Have we progressed in knowledge and understanding since Gellius’s day?  There are many faces of knowledge, and progress in all these faces is uneven.  In science and technology, of course, we are far ahead of our ancestors.  But in morals, the training of character, and virtue, the answer is much less certain.  Our instrumentalities have become more advanced and complex, but our purposes and instincts remain the same as they always have been.  Seen in this light, “progress” amounts to little else than new ways of achieving old goals.  We fly around the world in dazzling times, and communicate with another at an instant; but have we really advanced beyond our ancestors in ethics and morals?  We sense, somehow, that ancient and medieval man may have been wiser than we in emphasizing art, spiritual values, and beauty, rather than the vulgar worship of the latest gadgets of science and technology.

Ancient historians, for example, often valued character and moral training over historical precision.  They recorded imaginary speeches, portents, and oracles, but there was a purpose behind these rhetorical exercises.  History was viewed as a teaching tool for character and moral development.  No modern writer can compete with, say, Plutarch, Livy, Quintilian, or Thomas a Kempis in moral training.  Contrast this with our own day, where education overemphasizes factual knowledge, but completely neglects training in leadership, character, and morals.  The results are obvious, and assault our senses every day.


So is progress real?  The French writer Bernard Le Bovier de Fontenelle (1657-1757), in his Digression sur les Anciens et les Modernes, made some important observations in this regard.  According to Fontenelle, there had been little or no progress since ancient times in poetry, literature, and art, but there had of course been considerable progress in science.  Moreover, each nation goes through stages of development.  In its infancy, a nation devote itself to pure survival; later it cultivates the works of imagination, like poetry and art; and in its old age, it devotes itself to science and technology.  For Fontenelle, progress was real and tangible.  Only a fool would doubt that man had made tremendous strides toward his perfectibility across the centuries.

- _Given problem 1_
In the passage on progress, what does Fontenelle say a nation devotes itself to in its old age?
- _Given problem 2_
Write a continuation of the passage on progress, starting right after its final sentence.

- _Coordinate labeling data_
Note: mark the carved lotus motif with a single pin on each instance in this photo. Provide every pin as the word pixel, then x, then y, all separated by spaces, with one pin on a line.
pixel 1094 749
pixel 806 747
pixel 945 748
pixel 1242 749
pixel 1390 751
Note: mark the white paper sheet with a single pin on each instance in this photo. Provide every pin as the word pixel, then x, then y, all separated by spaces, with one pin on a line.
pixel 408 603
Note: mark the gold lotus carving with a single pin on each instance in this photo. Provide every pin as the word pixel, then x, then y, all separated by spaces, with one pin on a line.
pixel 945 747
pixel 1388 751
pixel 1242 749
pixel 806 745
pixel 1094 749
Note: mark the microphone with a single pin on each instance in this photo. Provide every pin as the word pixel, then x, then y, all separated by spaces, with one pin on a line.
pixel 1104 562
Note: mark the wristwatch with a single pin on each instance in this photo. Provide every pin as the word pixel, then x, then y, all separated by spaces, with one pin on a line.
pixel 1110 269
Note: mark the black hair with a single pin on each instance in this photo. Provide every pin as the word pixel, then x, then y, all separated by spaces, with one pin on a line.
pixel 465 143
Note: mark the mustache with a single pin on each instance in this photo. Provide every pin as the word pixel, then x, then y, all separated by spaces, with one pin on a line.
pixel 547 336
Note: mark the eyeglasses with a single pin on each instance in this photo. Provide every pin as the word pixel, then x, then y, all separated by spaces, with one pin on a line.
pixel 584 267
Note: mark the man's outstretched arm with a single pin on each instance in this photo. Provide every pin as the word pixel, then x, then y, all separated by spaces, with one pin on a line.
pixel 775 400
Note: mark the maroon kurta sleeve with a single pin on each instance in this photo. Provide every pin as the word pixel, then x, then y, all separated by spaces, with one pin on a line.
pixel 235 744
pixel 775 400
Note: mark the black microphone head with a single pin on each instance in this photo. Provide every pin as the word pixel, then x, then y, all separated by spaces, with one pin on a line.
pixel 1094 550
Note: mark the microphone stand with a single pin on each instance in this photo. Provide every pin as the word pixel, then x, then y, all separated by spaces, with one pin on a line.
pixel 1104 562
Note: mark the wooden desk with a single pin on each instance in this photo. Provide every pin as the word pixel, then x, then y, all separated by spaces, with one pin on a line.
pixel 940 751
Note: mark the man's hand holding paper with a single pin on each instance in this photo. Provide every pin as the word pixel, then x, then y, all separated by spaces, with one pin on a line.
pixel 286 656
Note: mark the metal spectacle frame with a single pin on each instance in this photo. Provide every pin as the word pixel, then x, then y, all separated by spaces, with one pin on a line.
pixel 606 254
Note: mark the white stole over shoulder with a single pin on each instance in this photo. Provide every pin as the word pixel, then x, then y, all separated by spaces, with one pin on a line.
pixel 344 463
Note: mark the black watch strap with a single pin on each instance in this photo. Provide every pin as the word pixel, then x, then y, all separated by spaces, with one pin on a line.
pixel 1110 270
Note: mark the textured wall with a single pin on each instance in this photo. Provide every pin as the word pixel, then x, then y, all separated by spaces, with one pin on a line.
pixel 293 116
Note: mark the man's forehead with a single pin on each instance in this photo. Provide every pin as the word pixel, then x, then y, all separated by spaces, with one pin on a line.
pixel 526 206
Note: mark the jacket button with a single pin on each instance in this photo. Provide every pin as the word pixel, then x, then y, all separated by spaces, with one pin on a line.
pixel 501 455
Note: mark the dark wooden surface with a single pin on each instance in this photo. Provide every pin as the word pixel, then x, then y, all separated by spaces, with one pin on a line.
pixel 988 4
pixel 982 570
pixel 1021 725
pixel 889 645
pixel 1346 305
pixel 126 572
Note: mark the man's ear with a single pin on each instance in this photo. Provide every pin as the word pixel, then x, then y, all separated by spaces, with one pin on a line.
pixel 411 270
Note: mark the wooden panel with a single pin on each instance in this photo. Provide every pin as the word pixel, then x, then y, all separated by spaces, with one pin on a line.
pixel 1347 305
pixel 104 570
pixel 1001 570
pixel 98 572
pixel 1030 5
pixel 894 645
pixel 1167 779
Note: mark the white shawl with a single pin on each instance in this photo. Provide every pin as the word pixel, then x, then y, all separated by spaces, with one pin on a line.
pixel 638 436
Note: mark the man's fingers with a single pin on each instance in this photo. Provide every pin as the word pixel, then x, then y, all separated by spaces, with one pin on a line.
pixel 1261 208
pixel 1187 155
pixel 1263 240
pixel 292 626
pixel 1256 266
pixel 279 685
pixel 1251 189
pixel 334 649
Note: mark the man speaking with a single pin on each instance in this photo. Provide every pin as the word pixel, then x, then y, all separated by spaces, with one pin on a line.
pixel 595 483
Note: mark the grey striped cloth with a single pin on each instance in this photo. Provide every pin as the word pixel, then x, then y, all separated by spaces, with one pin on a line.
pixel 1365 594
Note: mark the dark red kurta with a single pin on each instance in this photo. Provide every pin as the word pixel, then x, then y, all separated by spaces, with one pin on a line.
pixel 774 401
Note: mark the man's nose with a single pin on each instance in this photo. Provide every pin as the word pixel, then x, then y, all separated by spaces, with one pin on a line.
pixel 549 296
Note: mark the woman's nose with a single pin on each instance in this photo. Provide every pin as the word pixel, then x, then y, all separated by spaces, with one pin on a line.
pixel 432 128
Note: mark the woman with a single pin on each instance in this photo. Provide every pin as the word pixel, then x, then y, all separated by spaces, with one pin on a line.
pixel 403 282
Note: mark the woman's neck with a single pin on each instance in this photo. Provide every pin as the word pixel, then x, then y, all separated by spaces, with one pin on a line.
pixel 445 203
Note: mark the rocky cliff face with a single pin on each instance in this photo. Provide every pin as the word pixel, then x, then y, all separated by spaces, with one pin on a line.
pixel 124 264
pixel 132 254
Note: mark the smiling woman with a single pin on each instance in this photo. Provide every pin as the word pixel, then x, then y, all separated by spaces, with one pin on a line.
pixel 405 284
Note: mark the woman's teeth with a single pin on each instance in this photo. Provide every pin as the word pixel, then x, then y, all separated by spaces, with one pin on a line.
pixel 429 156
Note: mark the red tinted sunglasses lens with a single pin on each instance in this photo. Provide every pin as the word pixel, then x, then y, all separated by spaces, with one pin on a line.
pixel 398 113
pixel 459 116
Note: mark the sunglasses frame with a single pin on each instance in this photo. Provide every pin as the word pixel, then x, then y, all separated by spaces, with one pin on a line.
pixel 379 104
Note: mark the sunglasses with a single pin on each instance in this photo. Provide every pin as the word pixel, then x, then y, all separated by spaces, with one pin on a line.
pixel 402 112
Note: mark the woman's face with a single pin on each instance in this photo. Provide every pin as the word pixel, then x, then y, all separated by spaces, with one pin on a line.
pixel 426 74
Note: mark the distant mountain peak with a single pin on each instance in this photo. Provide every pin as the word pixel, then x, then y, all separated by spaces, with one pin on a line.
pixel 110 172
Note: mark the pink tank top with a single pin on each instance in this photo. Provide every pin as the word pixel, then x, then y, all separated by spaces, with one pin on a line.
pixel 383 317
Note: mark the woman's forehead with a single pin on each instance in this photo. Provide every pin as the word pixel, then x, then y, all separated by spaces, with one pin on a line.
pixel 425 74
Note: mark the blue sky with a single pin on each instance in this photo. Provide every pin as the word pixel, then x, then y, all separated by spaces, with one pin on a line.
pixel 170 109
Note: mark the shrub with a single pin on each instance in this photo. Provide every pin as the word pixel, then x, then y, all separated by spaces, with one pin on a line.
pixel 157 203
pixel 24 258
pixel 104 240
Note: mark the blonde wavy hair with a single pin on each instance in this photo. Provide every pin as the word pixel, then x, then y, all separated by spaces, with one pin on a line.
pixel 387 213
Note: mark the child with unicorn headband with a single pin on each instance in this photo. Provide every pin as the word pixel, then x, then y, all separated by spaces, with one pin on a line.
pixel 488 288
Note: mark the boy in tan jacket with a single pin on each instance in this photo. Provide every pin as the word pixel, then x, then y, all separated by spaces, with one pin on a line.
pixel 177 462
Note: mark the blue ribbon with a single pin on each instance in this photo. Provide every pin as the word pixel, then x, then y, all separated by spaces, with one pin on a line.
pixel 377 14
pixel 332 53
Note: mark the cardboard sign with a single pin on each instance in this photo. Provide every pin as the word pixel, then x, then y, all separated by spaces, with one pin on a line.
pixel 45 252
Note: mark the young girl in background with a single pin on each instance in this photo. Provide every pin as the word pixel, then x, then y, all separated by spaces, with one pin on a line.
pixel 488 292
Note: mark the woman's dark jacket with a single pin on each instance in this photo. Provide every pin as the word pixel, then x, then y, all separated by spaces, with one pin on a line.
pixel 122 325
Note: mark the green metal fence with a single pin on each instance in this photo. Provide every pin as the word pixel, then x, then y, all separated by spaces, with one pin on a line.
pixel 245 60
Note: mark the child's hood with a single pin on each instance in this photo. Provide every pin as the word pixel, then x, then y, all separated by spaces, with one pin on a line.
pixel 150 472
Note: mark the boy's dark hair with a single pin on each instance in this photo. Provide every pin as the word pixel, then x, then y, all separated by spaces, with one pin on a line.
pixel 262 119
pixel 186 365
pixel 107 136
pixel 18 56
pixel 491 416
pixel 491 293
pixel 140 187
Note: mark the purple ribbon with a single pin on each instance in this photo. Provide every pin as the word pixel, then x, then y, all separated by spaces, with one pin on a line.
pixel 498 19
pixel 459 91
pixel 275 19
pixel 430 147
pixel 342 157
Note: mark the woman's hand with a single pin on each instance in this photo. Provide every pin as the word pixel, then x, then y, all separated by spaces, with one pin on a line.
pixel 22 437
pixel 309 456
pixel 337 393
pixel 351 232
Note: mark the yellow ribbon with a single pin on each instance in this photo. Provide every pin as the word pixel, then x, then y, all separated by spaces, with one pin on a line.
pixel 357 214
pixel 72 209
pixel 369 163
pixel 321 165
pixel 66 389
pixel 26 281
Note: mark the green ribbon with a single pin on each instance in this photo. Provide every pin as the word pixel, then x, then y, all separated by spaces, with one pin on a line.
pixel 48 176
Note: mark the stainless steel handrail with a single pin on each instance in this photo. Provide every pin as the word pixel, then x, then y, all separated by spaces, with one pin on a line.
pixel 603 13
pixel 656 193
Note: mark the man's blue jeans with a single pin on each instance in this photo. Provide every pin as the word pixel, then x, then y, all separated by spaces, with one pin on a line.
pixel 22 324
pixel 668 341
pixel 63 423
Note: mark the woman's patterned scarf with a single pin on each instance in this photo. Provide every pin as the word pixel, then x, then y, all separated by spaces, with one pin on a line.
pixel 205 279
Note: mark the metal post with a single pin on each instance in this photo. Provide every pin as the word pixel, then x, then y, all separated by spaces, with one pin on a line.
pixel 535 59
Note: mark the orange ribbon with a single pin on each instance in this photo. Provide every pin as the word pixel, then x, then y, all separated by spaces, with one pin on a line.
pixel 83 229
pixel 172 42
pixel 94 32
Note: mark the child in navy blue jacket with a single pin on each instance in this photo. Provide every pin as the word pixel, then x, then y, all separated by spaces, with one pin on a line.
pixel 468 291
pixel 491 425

- _Task answer 1_
Science and technology.

- _Task answer 2_
There is much to be said for this view.  But perhaps I am that fool that Fontenelle speaks of.  Looking at world history since the beginning of the twentieth century, it is now clear that science is neutral, rather than a gateway to utopia.  It can kill us just as quickly as it can save us.  Reading the works of ancient and medieval man, and learning about their societies, shows that perhaps imagination truly is more important than knowledge.  Somewhere along the line, once the Age of Reason began in the sixteenth and seventeenth centuries, Western thought made a conscious decision to place its faith in science and technology, at the expense of its spiritual and imaginative heritage.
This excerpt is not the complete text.